Work required: Copy all of the material below word for word, keeping every line and number as it appears.

Dataset:

☆ ☆ ☆ ☆

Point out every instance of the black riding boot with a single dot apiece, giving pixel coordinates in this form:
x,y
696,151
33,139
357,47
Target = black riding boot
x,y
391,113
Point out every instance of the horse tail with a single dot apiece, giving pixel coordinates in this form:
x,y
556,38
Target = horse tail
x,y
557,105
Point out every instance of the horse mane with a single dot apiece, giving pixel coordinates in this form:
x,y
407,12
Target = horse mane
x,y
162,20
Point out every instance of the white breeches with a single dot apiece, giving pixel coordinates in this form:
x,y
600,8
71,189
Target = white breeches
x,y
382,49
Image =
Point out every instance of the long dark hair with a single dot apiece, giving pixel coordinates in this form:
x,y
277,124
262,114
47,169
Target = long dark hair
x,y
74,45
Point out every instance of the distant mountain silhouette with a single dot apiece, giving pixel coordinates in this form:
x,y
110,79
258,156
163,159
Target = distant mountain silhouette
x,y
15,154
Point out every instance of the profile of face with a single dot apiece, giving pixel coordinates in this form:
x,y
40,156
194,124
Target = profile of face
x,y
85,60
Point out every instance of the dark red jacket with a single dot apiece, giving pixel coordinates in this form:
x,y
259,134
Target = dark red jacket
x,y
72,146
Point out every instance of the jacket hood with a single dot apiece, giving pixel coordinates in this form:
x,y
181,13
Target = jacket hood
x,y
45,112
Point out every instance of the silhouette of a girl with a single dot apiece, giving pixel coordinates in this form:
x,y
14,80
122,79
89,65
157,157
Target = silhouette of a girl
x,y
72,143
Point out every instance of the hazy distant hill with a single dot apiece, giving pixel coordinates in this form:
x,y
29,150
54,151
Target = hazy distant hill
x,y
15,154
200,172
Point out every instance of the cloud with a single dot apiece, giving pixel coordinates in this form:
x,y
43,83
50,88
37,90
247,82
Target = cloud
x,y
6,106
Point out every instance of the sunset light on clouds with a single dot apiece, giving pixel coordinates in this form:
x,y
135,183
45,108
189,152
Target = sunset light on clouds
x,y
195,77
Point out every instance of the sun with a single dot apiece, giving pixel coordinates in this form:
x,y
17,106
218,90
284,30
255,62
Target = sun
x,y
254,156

☆ ☆ ☆ ☆

Finished exercise:
Point out every instance of the black riding boot with a single dot apiece, giving pixel coordinates in this form:
x,y
696,151
33,139
357,47
Target = black riding boot
x,y
391,113
Point out every instance of the horse tail with a single dot apiece, giving pixel coordinates in this form:
x,y
556,38
Target = horse tail
x,y
557,105
Point out every instance of the horse mane with a single dot apiece, giving pixel coordinates in this form:
x,y
407,12
Target = horse mane
x,y
162,20
Point out every instance of the white breeches with a single dot apiece, giving pixel coordinates in this form:
x,y
600,8
71,189
Target = white breeches
x,y
382,49
Image =
Point out every instance of the long dark hair with a single dot apiece, giving pixel coordinates in this form:
x,y
277,124
262,114
47,169
Target = long dark hair
x,y
74,45
Point out every instance of the distant mountain silhouette with a single dot apiece, giving pixel coordinates in this form:
x,y
110,79
258,156
163,159
Target = distant mountain silhouette
x,y
15,154
Point out every instance of the profile of face with a single dot apiece, giving pixel coordinates in this form:
x,y
40,156
194,124
Target = profile of face
x,y
85,60
Point out every instance of the dark red jacket with a single dot apiece, giving pixel coordinates in this form:
x,y
259,134
Target = dark red jacket
x,y
72,146
Point out every instance of the jacket hood with a single dot apiece, giving pixel coordinates in this form:
x,y
181,13
Target = jacket hood
x,y
45,112
Point out every instance of the silhouette of a girl with a single dot apiece, giving pixel coordinates in this form:
x,y
14,80
122,79
89,65
157,157
Target = silhouette of a girl
x,y
72,143
Point out every instance of the hazy distant hill with a single dot apiece, giving pixel coordinates in this form:
x,y
29,150
54,151
Target = hazy distant hill
x,y
15,154
200,172
Point out every instance of the cloud with a single dot apiece, giving pixel coordinates in this form:
x,y
43,83
50,88
37,90
247,82
Target = cloud
x,y
6,106
Point out every instance of the sunset light on clouds with a single dot apiece, giving pixel coordinates in this form:
x,y
135,183
45,108
189,152
Target = sunset light on clouds
x,y
195,77
Point out every instance of the sun with a single dot apiece, giving pixel coordinates in this form:
x,y
17,106
218,90
284,30
255,62
Target = sun
x,y
254,156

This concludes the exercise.